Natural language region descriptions
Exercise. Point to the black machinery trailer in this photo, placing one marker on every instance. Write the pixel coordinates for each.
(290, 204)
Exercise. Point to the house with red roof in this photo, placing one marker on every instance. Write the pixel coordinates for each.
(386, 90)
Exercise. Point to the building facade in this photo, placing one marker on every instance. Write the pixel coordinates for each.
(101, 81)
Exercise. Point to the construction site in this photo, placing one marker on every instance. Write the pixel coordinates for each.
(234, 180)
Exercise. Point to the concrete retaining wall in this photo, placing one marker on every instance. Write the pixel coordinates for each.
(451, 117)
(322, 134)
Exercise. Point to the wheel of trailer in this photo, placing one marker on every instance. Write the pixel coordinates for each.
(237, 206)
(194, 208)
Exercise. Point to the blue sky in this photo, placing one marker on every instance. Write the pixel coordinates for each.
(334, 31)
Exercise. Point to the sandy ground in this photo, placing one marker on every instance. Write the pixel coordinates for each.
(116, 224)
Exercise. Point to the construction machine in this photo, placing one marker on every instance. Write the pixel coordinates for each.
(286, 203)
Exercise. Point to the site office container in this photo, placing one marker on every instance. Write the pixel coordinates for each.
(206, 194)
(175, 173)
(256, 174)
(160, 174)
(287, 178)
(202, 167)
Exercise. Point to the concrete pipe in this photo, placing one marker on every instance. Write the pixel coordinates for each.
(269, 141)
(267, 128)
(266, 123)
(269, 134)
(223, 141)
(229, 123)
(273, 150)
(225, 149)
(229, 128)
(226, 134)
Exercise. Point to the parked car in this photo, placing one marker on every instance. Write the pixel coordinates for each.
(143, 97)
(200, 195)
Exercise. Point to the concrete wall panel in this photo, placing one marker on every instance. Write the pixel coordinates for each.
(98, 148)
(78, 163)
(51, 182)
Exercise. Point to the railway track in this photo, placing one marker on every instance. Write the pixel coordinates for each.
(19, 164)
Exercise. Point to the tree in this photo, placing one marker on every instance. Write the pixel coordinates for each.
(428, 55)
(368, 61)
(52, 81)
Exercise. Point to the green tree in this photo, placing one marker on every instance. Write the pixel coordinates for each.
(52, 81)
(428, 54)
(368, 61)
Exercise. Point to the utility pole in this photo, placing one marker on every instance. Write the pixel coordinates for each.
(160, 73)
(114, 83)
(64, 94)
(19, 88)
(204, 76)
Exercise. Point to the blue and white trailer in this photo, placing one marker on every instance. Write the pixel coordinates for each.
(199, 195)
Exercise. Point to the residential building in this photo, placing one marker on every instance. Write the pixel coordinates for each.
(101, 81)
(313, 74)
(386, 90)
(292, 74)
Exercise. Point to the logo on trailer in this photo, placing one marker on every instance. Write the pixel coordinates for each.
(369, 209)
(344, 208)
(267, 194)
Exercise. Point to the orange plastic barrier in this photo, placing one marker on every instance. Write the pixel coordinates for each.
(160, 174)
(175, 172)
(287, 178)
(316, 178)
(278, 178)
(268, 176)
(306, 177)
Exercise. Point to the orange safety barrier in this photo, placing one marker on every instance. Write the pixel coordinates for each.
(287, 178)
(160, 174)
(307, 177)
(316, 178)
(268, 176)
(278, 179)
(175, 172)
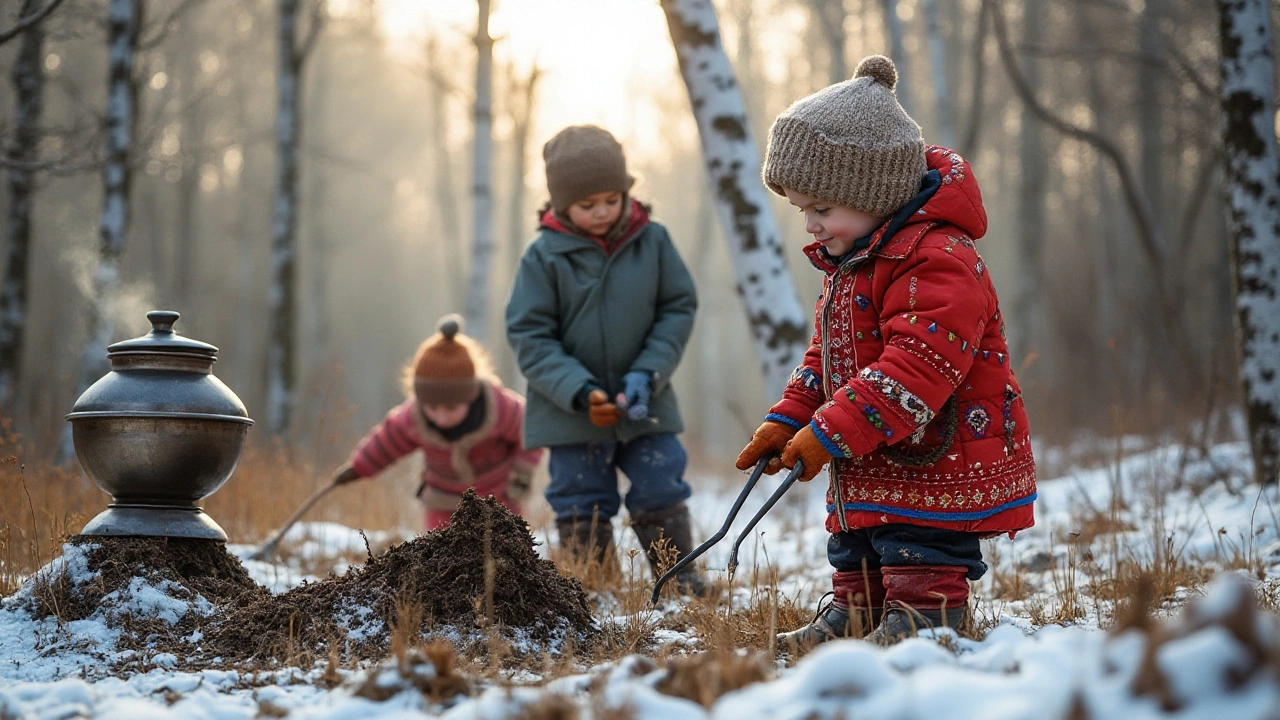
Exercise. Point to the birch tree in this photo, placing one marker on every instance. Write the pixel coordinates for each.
(123, 28)
(944, 113)
(1253, 217)
(28, 83)
(897, 53)
(292, 51)
(778, 324)
(481, 181)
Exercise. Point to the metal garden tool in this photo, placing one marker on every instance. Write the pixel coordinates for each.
(732, 514)
(268, 550)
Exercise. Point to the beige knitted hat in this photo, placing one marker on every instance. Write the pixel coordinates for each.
(850, 144)
(583, 160)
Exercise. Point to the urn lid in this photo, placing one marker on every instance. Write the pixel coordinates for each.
(163, 340)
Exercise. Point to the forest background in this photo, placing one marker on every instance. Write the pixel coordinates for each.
(1116, 327)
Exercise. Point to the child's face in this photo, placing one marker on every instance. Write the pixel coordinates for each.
(833, 226)
(597, 213)
(446, 415)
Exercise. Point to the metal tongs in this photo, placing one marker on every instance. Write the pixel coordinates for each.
(732, 514)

(Problem): Would you mind repeating the records above exactly, without the pictures?

(Solution):
Exercise. Point to the black machinery trailer in this photo, placing one marker on every instance. Write the pixel coordinates for each.
(290, 204)
Exercise. Point to the house with red roof in this photo, placing one marker on every instance. Write the pixel coordinates for each.
(386, 90)
Exercise. Point to the building facade in this photo, placing one marker on every instance. Write the pixel coordinates for each.
(101, 81)
Exercise. Point to the construction site in this photo, placing one marker on every instance. Write the pixel coordinates for each.
(234, 180)
Exercise. Point to the concrete retaining wall in this photo, placing one marker on every instance. Write the pixel coordinates for each.
(451, 117)
(322, 134)
Exercise. Point to the wheel of trailer in this photo, placing one marker on every instance. Write the pixel coordinates for each.
(237, 206)
(194, 208)
Exercise. Point to the blue sky in this photo, placing one marker on every instance. Write the pixel coordinates for each.
(334, 31)
Exercise. Point to the sandy ground in this photo, placing one marker on every instance. Write the pixel coordinates for each.
(116, 224)
Exercise. Point to the construction machine in this photo, placing one marker on every instance. Write the pixel coordinates for each.
(286, 203)
Exercise. Point to the site office container in this photo, placing one marker on every instance. Write the pixel coordinates for each.
(206, 194)
(175, 173)
(256, 174)
(160, 174)
(287, 178)
(202, 167)
Exercise. Point to the concrete pipe in this photo, placing one marker on every instance. Write the pixel coordinates for each.
(269, 141)
(267, 128)
(266, 123)
(269, 134)
(223, 141)
(229, 123)
(273, 150)
(225, 149)
(229, 128)
(226, 134)
Exercise. Point to the parked car in this photo, placing one marker on every instance. Write the pixel coordinates for each.
(143, 97)
(200, 195)
Exercise. Point to the concrete wall panel in this photo, placing one marker on every instance. Write the pixel coordinates for each.
(98, 148)
(78, 163)
(51, 182)
Exercise. Point to the railway track in this photo, placing one marker on every instance. Write the pixel coordinates for each.
(19, 164)
Exercise. Point to the tree in this photo, placing one marker on every instance. Write the pixel coordinates for each.
(428, 55)
(368, 61)
(52, 81)
Exercise. Point to the green tree in this photo, placing one marker on every instance. Write the pixel coordinates for each.
(52, 81)
(428, 54)
(368, 61)
Exercise. Point to the utility pole in this photo, placing one marker on every instance. Write the pixel coordinates for each.
(160, 73)
(114, 83)
(64, 94)
(19, 88)
(204, 76)
Exercise. Point to the blue and white trailer in this photo, placing one marker on every instance. Write the pixel coordinates for each.
(199, 195)
Exercise. Point to the residential building in this photo, placing one marker on every instance. Write the pixel coordinates for each.
(101, 81)
(313, 74)
(386, 90)
(292, 74)
Exercise. Point to the logo on trailer in this photo, placing one marker on every instance. Write the pixel coordinates for each.
(369, 209)
(344, 208)
(267, 194)
Exercise. Point to the orange plastic barrier in this photo, placing one marker on every instance. Write the pixel coordinates for each.
(160, 174)
(175, 172)
(287, 178)
(316, 178)
(278, 178)
(268, 176)
(306, 177)
Exercise. Point to the orange safety barrier in this photo, placing one marker on every instance. Write the pixel coordinates for each.
(287, 178)
(160, 174)
(307, 177)
(316, 178)
(268, 176)
(278, 179)
(175, 172)
Exercise. Point to the birch tree in this photo, placing one marker on every instance. Write the pixel coordinates for each.
(123, 28)
(944, 113)
(1253, 217)
(28, 83)
(897, 53)
(292, 51)
(778, 324)
(481, 181)
Exercise. Point to the metal garden tool in this photo, placing one marker on every instance. Write the pixel coordinates for each.
(732, 514)
(268, 550)
Exercise. Point to the beige knitted hat in this photo, placing one marker on every instance. Write the pixel coordinates for each.
(850, 144)
(583, 160)
Exercise. Point to the urn lid in this photo, placing one marker on every instance. Write the pixel coordinates for each.
(163, 340)
Exercise. Point to the forest background in this photo, placing one marker on every instance. Write the pixel coordinates for each.
(1116, 327)
Exercise. Point to the child's face in this photo, placing one marker on every instance. Write the pixel coordinates for each.
(833, 226)
(597, 213)
(446, 415)
Exercise. Point to the metal tongs in this photo, placing one marker on every instance. Write the pixel coordinates for each.
(732, 514)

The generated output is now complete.